BEGIN
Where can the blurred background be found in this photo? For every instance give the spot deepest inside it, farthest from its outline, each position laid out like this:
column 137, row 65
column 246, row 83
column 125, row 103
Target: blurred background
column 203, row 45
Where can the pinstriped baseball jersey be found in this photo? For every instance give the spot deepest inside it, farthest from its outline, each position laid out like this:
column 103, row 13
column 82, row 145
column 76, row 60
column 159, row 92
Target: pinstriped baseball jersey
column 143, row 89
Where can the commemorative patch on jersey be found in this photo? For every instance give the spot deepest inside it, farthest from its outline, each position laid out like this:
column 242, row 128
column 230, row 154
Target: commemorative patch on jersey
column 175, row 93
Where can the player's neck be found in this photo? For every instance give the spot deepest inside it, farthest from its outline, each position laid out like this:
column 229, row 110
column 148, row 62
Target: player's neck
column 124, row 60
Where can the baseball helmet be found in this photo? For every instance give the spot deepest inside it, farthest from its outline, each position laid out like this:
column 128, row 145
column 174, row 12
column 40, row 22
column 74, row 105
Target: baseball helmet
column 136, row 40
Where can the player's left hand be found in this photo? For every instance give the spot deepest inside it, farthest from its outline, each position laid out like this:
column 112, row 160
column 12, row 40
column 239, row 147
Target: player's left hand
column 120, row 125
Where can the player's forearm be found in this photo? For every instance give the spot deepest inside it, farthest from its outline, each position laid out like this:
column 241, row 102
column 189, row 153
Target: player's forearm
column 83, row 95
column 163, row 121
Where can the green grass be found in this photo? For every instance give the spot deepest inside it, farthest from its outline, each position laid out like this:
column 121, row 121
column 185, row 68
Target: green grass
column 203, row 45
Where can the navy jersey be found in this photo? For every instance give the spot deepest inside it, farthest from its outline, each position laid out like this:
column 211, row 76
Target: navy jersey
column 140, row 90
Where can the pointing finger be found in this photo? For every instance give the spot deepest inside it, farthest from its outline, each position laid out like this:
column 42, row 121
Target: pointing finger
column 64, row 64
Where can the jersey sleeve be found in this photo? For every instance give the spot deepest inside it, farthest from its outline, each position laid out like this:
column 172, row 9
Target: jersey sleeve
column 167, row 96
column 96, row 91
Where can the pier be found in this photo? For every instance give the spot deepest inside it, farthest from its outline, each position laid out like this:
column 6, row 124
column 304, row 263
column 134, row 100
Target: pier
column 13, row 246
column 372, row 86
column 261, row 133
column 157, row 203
END
**Description of the task**
From the first line through the last, repeat the entries exactly.

**Answer section**
Where can the blurred background be found in this photo? For every instance give the spot deepest inside it, farthest from its outline, each position laid out like this:
column 137, row 65
column 246, row 83
column 125, row 103
Target: blurred background
column 203, row 45
Where can the pinstriped baseball jersey be found in this photo? For every instance give the spot deepest inside it, farthest from its outline, each position laid out like this:
column 103, row 13
column 82, row 145
column 76, row 60
column 159, row 92
Target: pinstriped baseball jersey
column 143, row 89
Where can the commemorative patch on jersey be found in this photo? For every instance give the spot deepest inside it, farthest from its outline, each position laid out like this:
column 242, row 128
column 230, row 154
Target: commemorative patch on jersey
column 175, row 93
Where can the player's neck be found in this photo? For every instance give the spot deepest inside it, farthest from its outline, each position laid out like this:
column 229, row 110
column 148, row 62
Target: player's neck
column 124, row 60
Where can the baseball helmet be found in this photo? For every instance give the spot deepest inside it, farthest from its outline, each position laid out like this:
column 128, row 145
column 174, row 12
column 40, row 22
column 74, row 105
Target: baseball helmet
column 136, row 40
Where can the player's left hand be found in this photo? For every instance give the spot deepest inside it, farthest from its outline, each position laid out like this:
column 112, row 160
column 12, row 40
column 239, row 147
Target: player's left hand
column 120, row 125
Where can the player's forearm be found in this photo? For every instance give the spot deepest inside it, farthest from its outline, each position laid out like this:
column 241, row 102
column 189, row 153
Target: player's forearm
column 83, row 95
column 163, row 121
Where can the green grass be found in this photo? For every instance give the spot deepest inside it, farthest from its outline, each position laid out like this:
column 121, row 121
column 185, row 68
Target: green grass
column 203, row 45
Where can the navy jersey be found in this photo? For every instance give the spot deepest inside it, farthest from its outline, each position laid out like this:
column 211, row 76
Target: navy jersey
column 140, row 90
Where can the pointing finger be found in this photo? For every instance give the spot deepest inside it, farthest from its outline, each position laid out like this:
column 42, row 121
Target: pointing finger
column 64, row 64
Where can the jersey sleeve be found in this photo? For every instance give the spot deepest inside it, farthest from its outline, each position laid out like this:
column 172, row 9
Target: jersey sleeve
column 167, row 96
column 96, row 91
Where can the pier be found in this photo? For every instance give the spot deepest inside it, farthest from its outline, each position laid out like this:
column 6, row 124
column 304, row 263
column 134, row 100
Target: pier
column 13, row 246
column 372, row 86
column 261, row 133
column 157, row 203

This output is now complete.